▶ _Records from a collection_:
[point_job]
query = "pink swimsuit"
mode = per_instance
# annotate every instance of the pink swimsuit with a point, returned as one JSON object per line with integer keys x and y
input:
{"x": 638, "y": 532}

▶ _Activity_:
Quote every record above exactly.

▶ _Solution for this task_:
[point_job]
query = "pink swimsuit"
mode = per_instance
# annotate every instance of the pink swimsuit with a point, returned as one JSON object per line with integer keys x and y
input:
{"x": 638, "y": 532}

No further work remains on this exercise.